• EXERCISE BRIEF:
With the images removed, repeat the data below exactly.

* begin RECORDS SUPPLIED *

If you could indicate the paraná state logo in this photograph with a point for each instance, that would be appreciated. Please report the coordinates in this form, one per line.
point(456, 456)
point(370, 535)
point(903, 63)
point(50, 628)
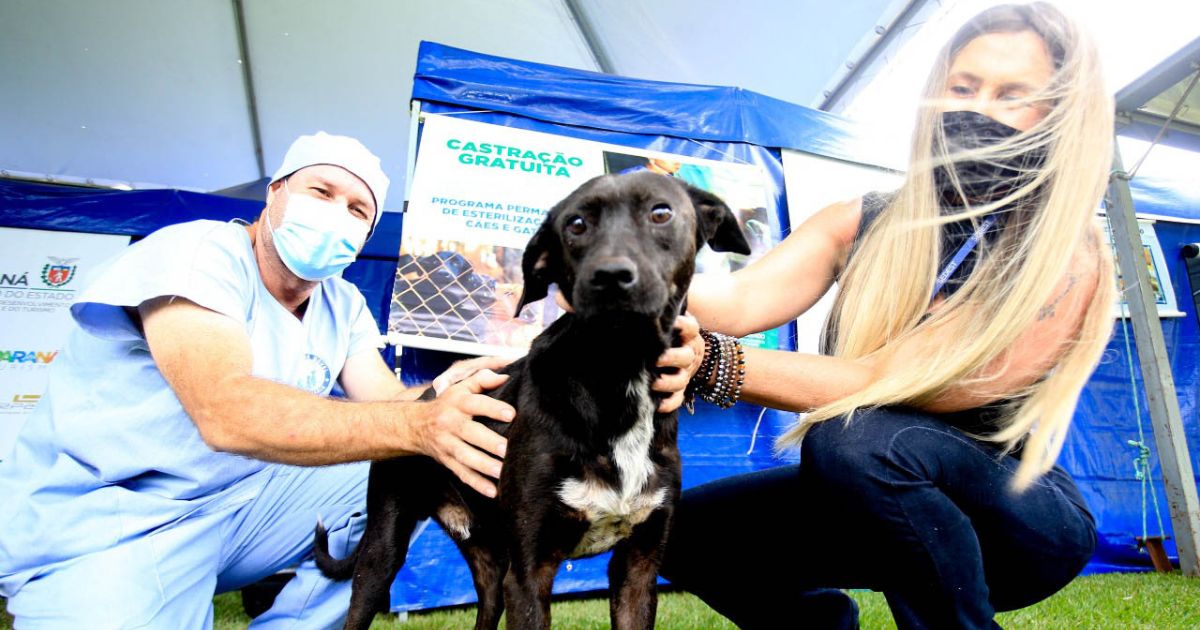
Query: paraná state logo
point(59, 271)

* end RECORDS SUPPLIED *

• RESULT:
If you could indicate the paraná state logo in this photograph with a point for each instance, that would be appreciated. Please report the coordinates in this form, one per line.
point(456, 456)
point(370, 535)
point(903, 63)
point(50, 628)
Query: paraná state logo
point(59, 271)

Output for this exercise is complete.